Return every line of the records that contains the string "bathtub", matching case exactly.

**Stored data**
--- --- ---

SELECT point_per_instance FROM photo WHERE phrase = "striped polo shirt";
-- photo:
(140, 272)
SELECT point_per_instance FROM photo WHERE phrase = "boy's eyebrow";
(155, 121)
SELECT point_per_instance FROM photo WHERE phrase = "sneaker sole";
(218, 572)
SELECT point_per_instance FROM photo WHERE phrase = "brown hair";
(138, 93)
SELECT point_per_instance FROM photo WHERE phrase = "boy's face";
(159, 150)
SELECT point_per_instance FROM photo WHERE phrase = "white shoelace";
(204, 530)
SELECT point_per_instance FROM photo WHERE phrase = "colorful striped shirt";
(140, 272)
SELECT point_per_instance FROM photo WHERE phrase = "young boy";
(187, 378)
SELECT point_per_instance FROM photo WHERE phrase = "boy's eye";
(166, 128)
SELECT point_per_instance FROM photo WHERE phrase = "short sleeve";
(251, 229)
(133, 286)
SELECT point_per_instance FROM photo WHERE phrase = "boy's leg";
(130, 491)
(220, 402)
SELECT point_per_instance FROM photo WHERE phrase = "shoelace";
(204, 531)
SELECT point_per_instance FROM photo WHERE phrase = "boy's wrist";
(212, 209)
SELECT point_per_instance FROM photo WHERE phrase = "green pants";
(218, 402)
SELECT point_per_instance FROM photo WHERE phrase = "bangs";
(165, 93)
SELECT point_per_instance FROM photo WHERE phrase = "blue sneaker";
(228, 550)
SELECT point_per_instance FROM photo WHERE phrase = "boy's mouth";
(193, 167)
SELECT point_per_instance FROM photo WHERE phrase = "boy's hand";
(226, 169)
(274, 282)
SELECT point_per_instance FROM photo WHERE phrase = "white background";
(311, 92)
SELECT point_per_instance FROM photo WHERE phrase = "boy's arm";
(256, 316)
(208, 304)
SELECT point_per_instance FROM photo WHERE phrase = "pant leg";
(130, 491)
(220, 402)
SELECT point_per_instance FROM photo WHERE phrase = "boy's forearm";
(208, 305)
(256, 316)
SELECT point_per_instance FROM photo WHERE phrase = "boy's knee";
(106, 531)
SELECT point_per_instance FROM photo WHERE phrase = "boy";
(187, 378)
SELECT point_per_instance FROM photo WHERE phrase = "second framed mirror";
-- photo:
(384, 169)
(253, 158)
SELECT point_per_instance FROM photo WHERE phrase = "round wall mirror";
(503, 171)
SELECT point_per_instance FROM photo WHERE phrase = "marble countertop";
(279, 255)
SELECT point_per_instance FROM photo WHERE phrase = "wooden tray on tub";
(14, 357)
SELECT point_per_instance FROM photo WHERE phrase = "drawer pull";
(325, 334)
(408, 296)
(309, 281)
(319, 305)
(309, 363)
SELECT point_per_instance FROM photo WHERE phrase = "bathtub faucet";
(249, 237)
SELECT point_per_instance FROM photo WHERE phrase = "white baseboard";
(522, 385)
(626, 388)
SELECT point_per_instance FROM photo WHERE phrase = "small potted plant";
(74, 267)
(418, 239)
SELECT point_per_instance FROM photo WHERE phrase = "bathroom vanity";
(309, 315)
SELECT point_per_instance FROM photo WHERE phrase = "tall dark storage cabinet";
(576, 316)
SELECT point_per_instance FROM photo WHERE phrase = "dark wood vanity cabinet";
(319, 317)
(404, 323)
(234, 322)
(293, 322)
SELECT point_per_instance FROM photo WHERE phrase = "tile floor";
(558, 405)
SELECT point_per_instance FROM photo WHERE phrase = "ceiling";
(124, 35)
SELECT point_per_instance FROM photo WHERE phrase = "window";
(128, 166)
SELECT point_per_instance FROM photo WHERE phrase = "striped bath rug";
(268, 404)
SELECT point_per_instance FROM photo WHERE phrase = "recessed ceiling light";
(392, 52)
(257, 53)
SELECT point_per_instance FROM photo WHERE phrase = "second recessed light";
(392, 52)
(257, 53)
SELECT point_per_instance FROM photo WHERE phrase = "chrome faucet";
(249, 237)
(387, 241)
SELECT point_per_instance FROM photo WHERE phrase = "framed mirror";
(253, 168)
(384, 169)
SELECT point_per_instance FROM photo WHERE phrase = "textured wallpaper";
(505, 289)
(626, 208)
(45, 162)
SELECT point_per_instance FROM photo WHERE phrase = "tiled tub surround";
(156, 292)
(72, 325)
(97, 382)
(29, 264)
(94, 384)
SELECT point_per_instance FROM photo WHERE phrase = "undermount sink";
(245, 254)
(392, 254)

--- --- ---

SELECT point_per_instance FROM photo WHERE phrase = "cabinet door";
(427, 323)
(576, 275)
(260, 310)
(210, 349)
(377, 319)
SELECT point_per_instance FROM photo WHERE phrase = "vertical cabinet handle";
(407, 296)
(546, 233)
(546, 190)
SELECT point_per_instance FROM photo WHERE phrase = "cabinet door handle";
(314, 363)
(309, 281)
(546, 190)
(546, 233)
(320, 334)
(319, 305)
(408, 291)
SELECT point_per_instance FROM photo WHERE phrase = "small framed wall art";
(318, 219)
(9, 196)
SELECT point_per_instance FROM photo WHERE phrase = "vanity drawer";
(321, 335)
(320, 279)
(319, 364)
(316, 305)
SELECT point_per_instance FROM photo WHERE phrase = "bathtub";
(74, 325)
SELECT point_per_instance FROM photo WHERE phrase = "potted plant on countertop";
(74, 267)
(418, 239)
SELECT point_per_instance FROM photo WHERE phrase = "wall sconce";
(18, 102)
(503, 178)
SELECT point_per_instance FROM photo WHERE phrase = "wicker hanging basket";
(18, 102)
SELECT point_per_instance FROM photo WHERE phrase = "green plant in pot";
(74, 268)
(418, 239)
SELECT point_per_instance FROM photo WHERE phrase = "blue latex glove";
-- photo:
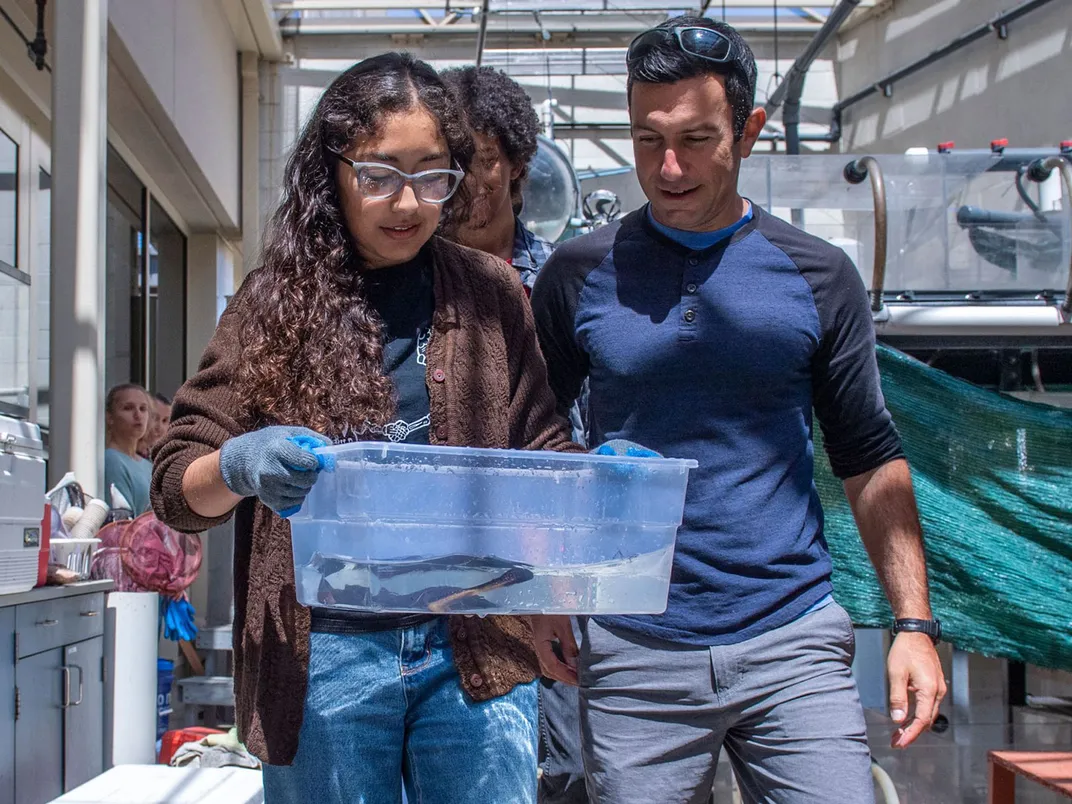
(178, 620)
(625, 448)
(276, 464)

--- --- ---

**Written response**
SELECT point_per_instance FROM photo WHERE phrase = "bathtub faucet";
SELECT point_per_instance FROM photo WHERE phrase = "bathtub";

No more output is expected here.